▶ Zitierter Text
Was die Regierung jetzt fordert, war also zu erwarten: Sie bittet die Kommission unter anderem um eine Kreditlinie, aber jetzt fordert sie dies wegen der zusätzlichen Kosten aufgrund des Krieges in der Ukraine
Dem Brief zufolge will Orbán den Wiederaufbaufonds nicht in vollem Umfang für die ursprünglich vorgesehenen Zwecke ausgeben, sondern für die Verstärkung der ungarischen Armee, den Schutz der Grenzen und die Versorgung der Flüchtlinge sowie für die Linderung der durch den Krieg verursachten wirtschaftlichen Schäden.
Den Informationen zufolge hat also der Ministerpräsident die Europäische Kommission aufgefordert, die Konjunktur- und Wiederaufbaupläne, Partnerschaftsvereinbarungen und operationellen Programme der Mitgliedstaaten der Europäischen Union zu genehmigen, die die Ostgrenzen der EU schützen. Er forderte die Kommission außerdem auf, einen raschen, gezielten und flexiblen Einsatz der EU-Haushaltsmittel zu ermöglichen, indem sie die Beschränkungen für Vorfinanzierungen, Kofinanzierungen und Umschichtungen aufhebt.

▶ Zu erledigende Aufgaben
A. Wofür will Orbán laut dem Text über Orbáns Brief den Wiederaufbaufonds stattdessen verwenden?
B. Fahre mit dem Text über Orbáns Brief im Anschluss an seinen letzten Satz fort.

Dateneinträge
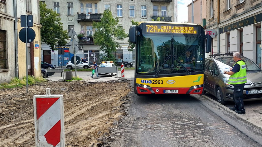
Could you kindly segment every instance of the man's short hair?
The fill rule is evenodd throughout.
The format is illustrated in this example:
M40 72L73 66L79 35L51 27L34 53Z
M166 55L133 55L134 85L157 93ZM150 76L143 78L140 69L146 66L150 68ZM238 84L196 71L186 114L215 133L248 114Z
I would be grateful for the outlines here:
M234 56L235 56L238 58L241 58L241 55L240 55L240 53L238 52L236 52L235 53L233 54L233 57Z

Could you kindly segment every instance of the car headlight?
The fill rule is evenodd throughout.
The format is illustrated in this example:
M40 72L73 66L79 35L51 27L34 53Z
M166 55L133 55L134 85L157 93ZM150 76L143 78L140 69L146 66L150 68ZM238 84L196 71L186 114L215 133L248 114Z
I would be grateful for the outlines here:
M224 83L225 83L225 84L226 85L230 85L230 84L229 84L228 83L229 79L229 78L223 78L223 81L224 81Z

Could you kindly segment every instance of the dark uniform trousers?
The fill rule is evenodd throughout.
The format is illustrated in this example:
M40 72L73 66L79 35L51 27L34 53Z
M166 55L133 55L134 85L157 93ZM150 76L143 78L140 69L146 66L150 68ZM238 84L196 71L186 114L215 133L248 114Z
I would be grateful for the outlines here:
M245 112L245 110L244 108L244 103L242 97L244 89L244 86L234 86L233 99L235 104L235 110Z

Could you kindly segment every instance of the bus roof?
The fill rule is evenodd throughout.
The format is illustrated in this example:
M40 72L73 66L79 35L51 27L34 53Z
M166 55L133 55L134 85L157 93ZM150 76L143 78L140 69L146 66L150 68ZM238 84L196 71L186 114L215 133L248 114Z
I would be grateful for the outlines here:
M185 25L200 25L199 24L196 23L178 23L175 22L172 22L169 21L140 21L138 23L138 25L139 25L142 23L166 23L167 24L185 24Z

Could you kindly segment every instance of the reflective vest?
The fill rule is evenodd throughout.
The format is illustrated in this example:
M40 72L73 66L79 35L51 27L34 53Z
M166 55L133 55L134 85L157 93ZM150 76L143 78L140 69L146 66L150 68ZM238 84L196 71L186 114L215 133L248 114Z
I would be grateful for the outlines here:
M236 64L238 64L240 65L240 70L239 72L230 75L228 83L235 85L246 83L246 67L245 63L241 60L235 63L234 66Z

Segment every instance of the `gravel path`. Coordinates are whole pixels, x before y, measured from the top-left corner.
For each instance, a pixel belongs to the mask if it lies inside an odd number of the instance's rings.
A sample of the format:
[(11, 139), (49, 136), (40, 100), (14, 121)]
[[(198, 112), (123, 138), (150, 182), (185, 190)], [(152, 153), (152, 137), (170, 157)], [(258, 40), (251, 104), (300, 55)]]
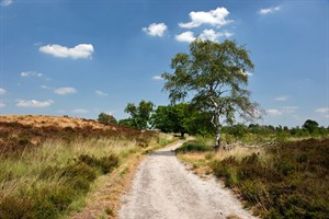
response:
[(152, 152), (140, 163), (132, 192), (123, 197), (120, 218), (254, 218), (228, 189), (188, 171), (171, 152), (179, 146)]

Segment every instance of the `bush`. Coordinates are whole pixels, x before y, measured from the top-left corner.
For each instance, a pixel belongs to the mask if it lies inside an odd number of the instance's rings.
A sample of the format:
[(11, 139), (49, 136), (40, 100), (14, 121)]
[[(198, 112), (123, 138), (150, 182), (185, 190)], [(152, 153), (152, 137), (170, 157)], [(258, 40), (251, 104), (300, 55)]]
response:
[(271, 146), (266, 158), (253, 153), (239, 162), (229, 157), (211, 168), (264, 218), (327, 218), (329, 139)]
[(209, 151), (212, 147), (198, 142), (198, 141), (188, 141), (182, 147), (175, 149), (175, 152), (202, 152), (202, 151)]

▶ Antworten je Aufgabe
A. Für die Verstärkung der ungarischen Armee, den Schutz der Grenzen, die Versorgung der Flüchtlinge und die Linderung der durch den Krieg verursachten wirtschaftlichen Schäden.

B.
In seinem Schreiben bittet der ungarische Ministerpräsident die Kommissionspräsidentin auch um weitere Änderungen, z. B. dass die uns im Rahmen des Wiederaufbauprogramms zur Verfügung stehende Hilfe wegen des Krieges in der Ukraine nicht gekürzt wird, sondern der Betrag von 2.511 Mrd. HUF beibehalten wird.
Nach Angaben des regierungskritischen Portals 444 hat die Regierung nun zugesagt, sogar die Bedingungen zu erfüllen, die die Kommission bisher daran gehindert haben, einen erheblichen Teil des Hilfsprogramms zu genehmigen (Korruptionsbekämpfung, Mängel im öffentlichen Auftragswesen). Der Zeitung zufolge hat die ungarische Regierung unter anderem angeboten, eine neue Korruptionsbehörde nach estnischem Vorbild einzurichten, die dem Generalstaatsanwalt jährlich Bericht erstatten und die Abgeordneten bei der jährlichen Anhörung im Parlament informieren würde.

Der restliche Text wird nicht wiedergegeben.